Call me if they are interested, you know were I live. :wave:

BG


----------



## SABL (Jul 4, 2008)

Will do. The older son has found temp employment @ Lucent (construction) and I rarely see the youngest before 3PM, but he does make a decent night watchman!!


----------



## pat mcgroin (May 1, 2009)

I dont really know about prunning them now.
I would have to look to see the corrct time for the area.

I think I can safely say not today.
It was 14f when I got up this morning and wouldnt think it would be so good for freshly cut limbs.


----------



## Basementgeek (Feb 7, 2005)

Well, it is to late now.

My neighbor hired a tree trimming company. I paid them $40.00 to do some trimming on it. Got the branches off that were touching to siding and roof.

Now I can get up there and clean what is most likely a really clogged gutter. It has to full of rotting/leaves.

I still need to do some pruning on it, but will probably wait until spring.

Thanks

BG


----------



## SABL (Jul 4, 2008)

Wondered how it turned out.... good deal!! You might find a few pears mixed in with the leaves in your gutter??


----------



## jeffg1 (Mar 1, 2010)

I hate to see a good pear go to waste. You might like them dried (the pears that is). Wait till they are really ripe. Slice and dip (1 to 3 minutes) in ascorbic acid in water (vitamin C) and put in a food dryer (commercially available). Don't need to peel them. (You can dry them in the sun or in baskets in your car in the sun but its more trouble). They dry in 1-3 days. Keep them in jars or bags and they last for years. Put them out for snacks and bring them to pot luck dinners...


----------



## Basementgeek (Feb 7, 2005)

Thanks for the suggestion.

BG


----------



## Seeno (Aug 21, 2011)

You might also try making wine, jams & jellies and, believe it or not, firm pears actually make a great pie very much like apple. AND for these purposes the fruit doesn't really have to be pristine as you may prefer for eating.


----------



## Basementgeek (Feb 7, 2005)

Seeno:

The tree was really cut back last year. I only saw 3 pears this year

BG


----------



## CCT (Mar 21, 2009)

Homemade pear brandy -> Married …with dinner » Blog Archive » She’s a fine girl

Thank me later.


----------

#### [To be done]
1. List each distinct username that appears in a post heading of the pear tree thread.
2. Reproduce the pear tree thread verbatim from "## Seeno (Aug" to "prefer for eating.".

#### [Dataset excerpt]
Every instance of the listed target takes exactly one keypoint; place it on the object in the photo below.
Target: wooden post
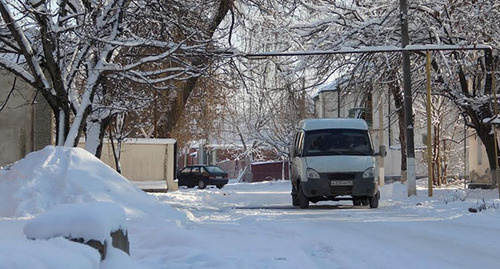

#### [Solutions below]
1.
SABL
pat mcgroin
Basementgeek
jeffg1
Seeno
CCT

2.
## Seeno (Aug 21, 2011)

You might also try making wine, jams & jellies and, believe it or not, firm pears actually make a great pie very much like apple. AND for these purposes the fruit doesn't really have to be pristine as you may prefer for eating.